Work instruction 1
In the text on the G5 Sahel and Covid 19, rewrite the passage starting at "The Sahel is" and ending at "against the Covid19.", replacing "fear" with "dread".
Work instruction 2
Answer these questions from the text on the G5 Sahel and Covid 19:
(a) As of May 21, 2020, how many patients in the G5 Sahel countries had been declared positive with Covid 19?
(b) Since what year has an armed conflict been ongoing in the Sahel?
(c) In which century did Thomas Hobbes evoke the widespread civil war situation?
Work instruction 3
Continue the text on the G5 Sahel and Covid 19.

== Extract ==

The G 5 Sahel: survival in time of Covid 19.
The Sahel is caught in the grip of three major phenomena that threaten its bases: ambient insecurity with the corollary of the great humanitarian challenge to which the coronavirus has recently been grafted. The G5 Sahel countries have declared the coronavirus pandemic now the public enemy number 1. This group included, as of May 21, 2020, 3,366 patients declared positive with Covid 19, of which 2,125 who were cured and 224 deceased. Managing this triple battle requires pragmatism and imagination on the part of the national political authorities and their technical and financial partners.

« The only thing we have to fear is fear itself, » proclaimed President Franklin D Roosevelt to his compatriots struck by the Great Depression. Ninety years later, that message remains valid against the Covid19.
In the Sahel, where an armed conflict has been ongoing since 2012, today, the greatest risk is »the war of each against all ». The widespread civil war situation evoked by Thomas Hobbes in the 17th century looms over the Sahel and already exists in Libya.

===
== Source data ==

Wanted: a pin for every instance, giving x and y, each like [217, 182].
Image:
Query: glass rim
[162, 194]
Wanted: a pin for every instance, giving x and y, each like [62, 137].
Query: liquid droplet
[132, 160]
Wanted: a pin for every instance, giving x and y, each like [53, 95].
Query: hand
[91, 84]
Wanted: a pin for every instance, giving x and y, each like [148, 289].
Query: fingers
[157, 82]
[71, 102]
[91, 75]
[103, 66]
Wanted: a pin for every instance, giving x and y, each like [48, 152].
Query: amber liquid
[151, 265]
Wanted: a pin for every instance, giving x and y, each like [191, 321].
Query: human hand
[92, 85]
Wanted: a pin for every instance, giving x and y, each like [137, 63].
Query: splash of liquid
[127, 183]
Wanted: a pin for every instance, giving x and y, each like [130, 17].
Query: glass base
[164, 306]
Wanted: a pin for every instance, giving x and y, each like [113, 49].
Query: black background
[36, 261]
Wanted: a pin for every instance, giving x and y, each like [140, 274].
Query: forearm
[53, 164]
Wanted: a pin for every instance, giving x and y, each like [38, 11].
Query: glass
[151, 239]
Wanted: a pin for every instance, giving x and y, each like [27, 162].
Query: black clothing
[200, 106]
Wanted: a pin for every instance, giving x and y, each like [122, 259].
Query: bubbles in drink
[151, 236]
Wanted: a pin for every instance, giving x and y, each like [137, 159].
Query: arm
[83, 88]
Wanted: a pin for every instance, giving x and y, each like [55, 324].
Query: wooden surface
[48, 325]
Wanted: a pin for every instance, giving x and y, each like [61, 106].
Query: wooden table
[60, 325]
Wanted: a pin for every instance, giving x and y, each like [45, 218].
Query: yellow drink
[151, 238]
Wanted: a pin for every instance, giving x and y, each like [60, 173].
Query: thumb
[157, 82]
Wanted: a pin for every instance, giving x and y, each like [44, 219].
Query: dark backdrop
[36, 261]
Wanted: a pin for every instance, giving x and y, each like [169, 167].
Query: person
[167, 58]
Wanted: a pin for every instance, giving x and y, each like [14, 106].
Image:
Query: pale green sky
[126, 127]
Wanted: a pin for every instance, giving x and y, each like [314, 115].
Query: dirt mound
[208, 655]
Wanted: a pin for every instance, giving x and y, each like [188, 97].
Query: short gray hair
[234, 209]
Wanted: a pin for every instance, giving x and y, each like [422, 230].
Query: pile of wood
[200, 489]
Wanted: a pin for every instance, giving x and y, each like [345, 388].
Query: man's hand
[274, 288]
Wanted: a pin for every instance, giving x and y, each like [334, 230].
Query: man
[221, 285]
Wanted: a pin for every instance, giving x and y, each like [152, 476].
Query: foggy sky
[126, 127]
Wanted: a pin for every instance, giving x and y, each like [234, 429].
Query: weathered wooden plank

===

Answer 1
The Sahel is caught in the grip of three major phenomena that threaten its bases: ambient insecurity with the corollary of the great humanitarian challenge to which the coronavirus has recently been grafted. The G5 Sahel countries have declared the coronavirus pandemic now the public enemy number 1. This group included, as of May 21, 2020, 3,366 patients declared positive with Covid 19, of which 2,125 who were cured and 224 deceased. Managing this triple battle requires pragmatism and imagination on the part of the national political authorities and their technical and financial partners.

« The only thing we have to dread is dread itself, » proclaimed President Franklin D Roosevelt to his compatriots struck by the Great Depression. Ninety years later, that message remains valid against the Covid19.

Answer 2
(a) 3,366
(b) 2012
(c) The 17th century

Answer 3
In Burkina Faso, Mali and Niger, civil society organizations (CSOs), opposition parties, as well as workers and students’ unions are increasingly protesting against foreign forces presence in their countries. These attitudes stem from several motivations: respect of the Independence spirit that had led the new States, such as Upper Volta (now Burkina Faso) and Mali, to demand the departure of the French army from their territory and also the relative weak results of said foreign armies in their support to the fight against terrorism.
A number of the Sahel governments have their eyes fixed on the rearview mirror, wanting to know nothing of the present and even less of the future. Populist discourse with a haunting refrain – » it is the others’ fault » is recurrently condemning the international community action though not offering an alternative. A demagogy that does not serve the Sahel countries or the regimes themselves. A fresher and freed look is called for.